REQUEST 1 = Please reproduce the source listing with "yellow" switched to "orange" everywhere it occurs, leaving everything else unchanged.

TEXT PROVIDED =

* START *

Add ability to train decoder using embedding-image pairs #63

Closed Veldrovive closed 2 years ago

Veldrovive commented 2 years ago

I am implementing a single node training script for the decoder and it seems @lucidrains has implemented a wrapper script for this purpose that is already feature-full. Currently, the forward pass is implemented as follows: https://github.com/lucidrains/DALLE2-pytorch/blob/1d5dc088109c5d606096d40bea59ff8c7b8e7d9f/dalle2_pytorch/train.py#L189-L199 This lacks the ability to substitute our own image embeddings in the case where we have precomputed embedding-image pairs. The functionality is already mostly supported by the Decoder network where image_embed can be passed to the forward method so this could be implemented by simply adding the image_embed parameter as a pass though to decoder.forward. However, it would also be convenient to make the clip model optional in the Decoder constructor. I already started on this a week ago in this branch by adding the ability to set clip_image_size and channels separately from a clip model.

There are only a few small changes that would be necessary to implement this feature so I could put together a pull request to do this.

lucidrains commented 2 years ago

@Veldrovive Hi Aidan! Indeed that is the case, and I can get this finished in the next half hour, been meaning to get around to it!

lucidrains commented 2 years ago

@Veldrovive here you go https://github.com/lucidrains/DALLE2-pytorch/releases/tag/0.0.106

Veldrovive commented 2 years ago

Great! For the DecoderTrainer are you thinking to just use kwargs for image_embed and not put a specific named parameter for it?

lucidrains commented 2 years ago

@Veldrovive yup, for wrapper i usually just forward kwargs to whatever is being wrapped (instead of using some fancy forwarding module)

* END *

Source listing:
* START *

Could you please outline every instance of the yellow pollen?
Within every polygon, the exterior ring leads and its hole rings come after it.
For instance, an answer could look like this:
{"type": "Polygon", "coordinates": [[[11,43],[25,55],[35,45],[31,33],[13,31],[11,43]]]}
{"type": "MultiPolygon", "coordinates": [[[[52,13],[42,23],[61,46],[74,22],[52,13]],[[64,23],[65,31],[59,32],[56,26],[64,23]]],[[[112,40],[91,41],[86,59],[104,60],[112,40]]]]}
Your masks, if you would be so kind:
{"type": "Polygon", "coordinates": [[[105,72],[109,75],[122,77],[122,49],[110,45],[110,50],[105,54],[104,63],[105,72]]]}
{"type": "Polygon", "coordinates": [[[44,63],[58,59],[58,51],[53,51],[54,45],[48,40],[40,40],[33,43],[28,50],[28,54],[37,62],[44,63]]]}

* END *

REQUEST 2 = In the issue thread about training the decoder on embedding-image pairs, which release tag did lucidrains link to?

CORRECT RESULT 1 =
Could you please outline every instance of the orange pollen?
Within every polygon, the exterior ring leads and its hole rings come after it.
For instance, an answer could look like this:
{"type": "Polygon", "coordinates": [[[11,43],[25,55],[35,45],[31,33],[13,31],[11,43]]]}
{"type": "MultiPolygon", "coordinates": [[[[52,13],[42,23],[61,46],[74,22],[52,13]],[[64,23],[65,31],[59,32],[56,26],[64,23]]],[[[112,40],[91,41],[86,59],[104,60],[112,40]]]]}
Your masks, if you would be so kind:
{"type": "Polygon", "coordinates": [[[105,72],[109,75],[122,77],[122,49],[110,45],[110,50],[105,54],[104,63],[105,72]]]}
{"type": "Polygon", "coordinates": [[[44,63],[58,59],[58,51],[53,51],[54,45],[48,40],[40,40],[33,43],[28,50],[28,54],[37,62],[44,63]]]}

CORRECT RESULT 2 = 0.0.106